> SOURCE EXCERPT:
Intergration

WASHINGTON, DC-- The National Governor's Association has signed onto a lawsuit that will strip the rights of people with disabilities to live in the most integrated setting, saying that state government knows better than people themselves, where and how they should live their lives.

ADAPT is meeting with leaders of the NGA today, at 9:30AM, at the Hall of the States, 444 N. Capitol Street. N.W. to demand that they withdraw their support of the lawsuit, promote MiCASSA, federal legislation that will give people with disabilities a REAL choice in long term services and support.

With its decision to hear a Georgia lawsuit known as L.C. & E.W. v Olmstead on April 21st. the Supreme Court will consider putting back in place what former President George Bush called "the shameful wall of exclusion" separating people with disabilities from other Americans, leaders of national disability rights group ADAPT stated today. ADAPT blames governors for their support of Georgia's petition. In a friend of the court brief, the governors contend that the federal Americans with Disabilities Act (ADA) does not require community placement if appropriate care can also be provided in an institution.

> DATASET RECORDS:
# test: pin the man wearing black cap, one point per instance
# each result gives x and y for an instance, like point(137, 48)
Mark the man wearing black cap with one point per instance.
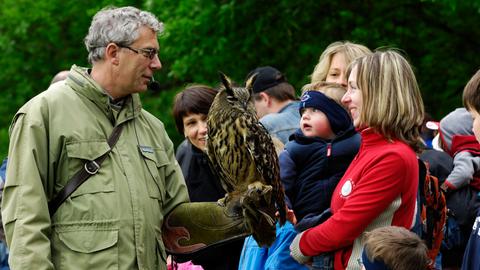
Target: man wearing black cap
point(275, 102)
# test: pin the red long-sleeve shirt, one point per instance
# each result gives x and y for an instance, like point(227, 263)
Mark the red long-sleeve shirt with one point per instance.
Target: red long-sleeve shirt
point(378, 189)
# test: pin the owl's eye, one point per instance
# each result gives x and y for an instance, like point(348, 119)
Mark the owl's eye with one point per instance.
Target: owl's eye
point(232, 98)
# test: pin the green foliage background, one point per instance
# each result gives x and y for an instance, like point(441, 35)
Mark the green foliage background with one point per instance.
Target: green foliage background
point(441, 38)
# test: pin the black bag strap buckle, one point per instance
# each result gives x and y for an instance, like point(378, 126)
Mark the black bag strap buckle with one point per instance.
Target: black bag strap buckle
point(89, 168)
point(92, 167)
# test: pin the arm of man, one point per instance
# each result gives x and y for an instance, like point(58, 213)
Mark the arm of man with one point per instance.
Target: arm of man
point(24, 207)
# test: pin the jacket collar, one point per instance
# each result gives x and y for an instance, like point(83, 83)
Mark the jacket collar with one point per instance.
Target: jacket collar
point(83, 84)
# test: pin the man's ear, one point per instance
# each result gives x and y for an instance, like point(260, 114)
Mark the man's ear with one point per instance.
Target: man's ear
point(111, 53)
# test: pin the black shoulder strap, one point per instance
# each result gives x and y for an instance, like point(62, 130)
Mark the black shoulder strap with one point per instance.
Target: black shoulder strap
point(90, 168)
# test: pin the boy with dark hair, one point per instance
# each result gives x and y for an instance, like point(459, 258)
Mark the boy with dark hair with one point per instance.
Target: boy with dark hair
point(317, 156)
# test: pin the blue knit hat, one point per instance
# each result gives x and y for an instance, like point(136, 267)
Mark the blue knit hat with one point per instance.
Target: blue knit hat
point(337, 116)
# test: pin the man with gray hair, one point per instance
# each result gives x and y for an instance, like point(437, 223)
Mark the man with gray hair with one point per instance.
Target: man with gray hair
point(92, 177)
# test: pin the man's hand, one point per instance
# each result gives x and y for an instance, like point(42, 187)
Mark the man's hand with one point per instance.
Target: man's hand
point(295, 251)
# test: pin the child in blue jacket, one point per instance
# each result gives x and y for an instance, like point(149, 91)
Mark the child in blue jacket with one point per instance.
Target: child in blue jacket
point(471, 101)
point(317, 156)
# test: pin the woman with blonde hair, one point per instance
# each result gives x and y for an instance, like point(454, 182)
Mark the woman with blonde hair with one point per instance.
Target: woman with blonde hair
point(333, 62)
point(380, 186)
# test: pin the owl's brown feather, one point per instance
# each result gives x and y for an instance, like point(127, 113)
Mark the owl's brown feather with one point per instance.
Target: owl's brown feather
point(240, 149)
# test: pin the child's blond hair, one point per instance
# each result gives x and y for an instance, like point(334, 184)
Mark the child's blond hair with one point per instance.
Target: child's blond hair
point(397, 247)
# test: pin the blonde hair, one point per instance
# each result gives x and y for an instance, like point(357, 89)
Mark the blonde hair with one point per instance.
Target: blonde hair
point(471, 93)
point(334, 91)
point(350, 50)
point(397, 247)
point(392, 104)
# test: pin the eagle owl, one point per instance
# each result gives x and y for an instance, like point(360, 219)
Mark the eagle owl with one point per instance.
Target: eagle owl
point(243, 155)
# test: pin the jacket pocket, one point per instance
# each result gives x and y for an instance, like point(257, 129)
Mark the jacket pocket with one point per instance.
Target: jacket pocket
point(155, 159)
point(87, 245)
point(79, 152)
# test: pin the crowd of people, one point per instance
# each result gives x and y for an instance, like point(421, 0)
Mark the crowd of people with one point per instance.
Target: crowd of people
point(103, 176)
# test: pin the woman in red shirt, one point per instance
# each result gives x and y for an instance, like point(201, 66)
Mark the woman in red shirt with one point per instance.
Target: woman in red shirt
point(379, 188)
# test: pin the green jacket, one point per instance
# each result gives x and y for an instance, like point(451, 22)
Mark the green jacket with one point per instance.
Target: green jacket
point(113, 220)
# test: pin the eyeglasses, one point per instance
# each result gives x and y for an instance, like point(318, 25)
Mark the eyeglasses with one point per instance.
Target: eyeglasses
point(147, 52)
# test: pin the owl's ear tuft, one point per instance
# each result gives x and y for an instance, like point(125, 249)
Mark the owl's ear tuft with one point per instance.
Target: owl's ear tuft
point(226, 82)
point(250, 81)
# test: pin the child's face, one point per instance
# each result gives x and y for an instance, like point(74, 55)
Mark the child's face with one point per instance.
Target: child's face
point(314, 123)
point(195, 129)
point(476, 124)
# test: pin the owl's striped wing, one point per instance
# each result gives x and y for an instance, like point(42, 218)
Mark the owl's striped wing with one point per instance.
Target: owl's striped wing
point(219, 154)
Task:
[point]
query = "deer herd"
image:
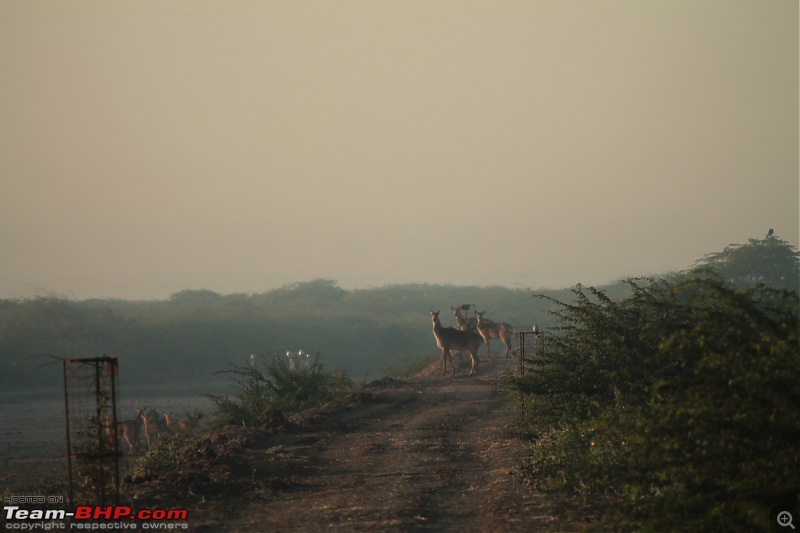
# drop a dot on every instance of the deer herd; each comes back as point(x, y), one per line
point(471, 333)
point(147, 423)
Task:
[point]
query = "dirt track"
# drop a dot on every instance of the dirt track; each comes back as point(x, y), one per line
point(432, 453)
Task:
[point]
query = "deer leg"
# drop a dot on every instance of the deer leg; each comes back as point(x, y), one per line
point(474, 356)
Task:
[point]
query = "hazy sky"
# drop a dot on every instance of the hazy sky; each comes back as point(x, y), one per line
point(148, 147)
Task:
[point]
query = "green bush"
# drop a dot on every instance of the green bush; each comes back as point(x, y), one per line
point(674, 408)
point(269, 383)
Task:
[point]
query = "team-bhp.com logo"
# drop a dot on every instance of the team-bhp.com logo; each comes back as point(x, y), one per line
point(86, 516)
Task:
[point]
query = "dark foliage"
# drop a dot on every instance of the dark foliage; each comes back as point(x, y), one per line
point(673, 408)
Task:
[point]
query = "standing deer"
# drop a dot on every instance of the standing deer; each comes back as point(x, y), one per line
point(495, 330)
point(127, 430)
point(152, 425)
point(464, 324)
point(452, 339)
point(173, 424)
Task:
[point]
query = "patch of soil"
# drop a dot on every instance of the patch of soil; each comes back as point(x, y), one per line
point(431, 453)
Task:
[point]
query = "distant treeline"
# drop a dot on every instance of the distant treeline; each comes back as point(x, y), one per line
point(184, 340)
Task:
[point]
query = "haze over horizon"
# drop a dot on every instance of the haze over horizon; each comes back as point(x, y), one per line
point(150, 147)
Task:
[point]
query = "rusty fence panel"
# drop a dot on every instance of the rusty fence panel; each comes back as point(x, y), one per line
point(90, 405)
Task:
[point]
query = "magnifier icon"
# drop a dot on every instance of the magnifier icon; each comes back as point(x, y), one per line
point(785, 519)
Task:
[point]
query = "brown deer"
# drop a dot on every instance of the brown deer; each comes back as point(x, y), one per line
point(495, 330)
point(173, 424)
point(452, 339)
point(152, 425)
point(127, 430)
point(464, 324)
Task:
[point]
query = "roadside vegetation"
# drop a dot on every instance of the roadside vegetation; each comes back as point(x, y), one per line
point(676, 406)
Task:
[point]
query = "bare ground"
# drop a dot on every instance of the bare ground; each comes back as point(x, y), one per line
point(430, 453)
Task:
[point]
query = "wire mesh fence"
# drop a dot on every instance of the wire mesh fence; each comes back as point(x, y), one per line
point(90, 404)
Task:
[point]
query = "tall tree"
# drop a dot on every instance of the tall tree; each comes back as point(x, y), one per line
point(769, 261)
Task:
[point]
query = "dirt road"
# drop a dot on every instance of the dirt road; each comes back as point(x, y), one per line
point(431, 453)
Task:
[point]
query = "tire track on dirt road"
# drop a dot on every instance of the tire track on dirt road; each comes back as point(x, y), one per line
point(433, 453)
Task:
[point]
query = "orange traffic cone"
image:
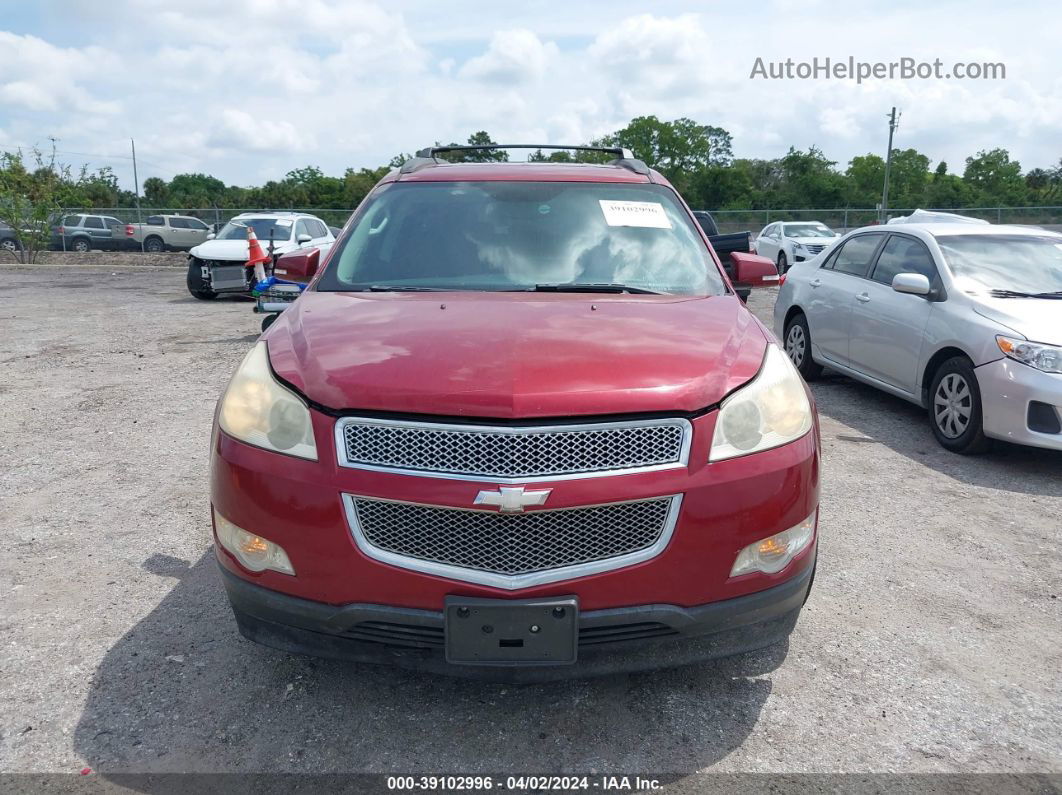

> SET TASKS:
1 - Translate this sentence from the text on the Olmstead lawsuit into Spanish: "ADAPT blames governors for their support of Georgia's petition."
2 - Answer these questions from the text on the Olmstead lawsuit.
(a) At what time is ADAPT meeting with NGA leaders?
(b) On what date will the Supreme Court hear the Georgia lawsuit?
(c) Which federal legislation does ADAPT want the NGA to promote?
3 - Reproduce the part of the text on the Olmstead lawsuit that opens with the words "Intergration" and closes with "services and support.".

> ANSWERS TO THE TASKS:
1 - ADAPT culpa a los gobernadores por su apoyo a la petición de Georgia.

2 -
(a) 9:30AM
(b) April 21st
(c) MiCASSA

3 -
Intergration

WASHINGTON, DC-- The National Governor's Association has signed onto a lawsuit that will strip the rights of people with disabilities to live in the most integrated setting, saying that state government knows better than people themselves, where and how they should live their lives.

ADAPT is meeting with leaders of the NGA today, at 9:30AM, at the Hall of the States, 444 N. Capitol Street. N.W. to demand that they withdraw their support of the lawsuit, promote MiCASSA, federal legislation that will give people with disabilities a REAL choice in long term services and support.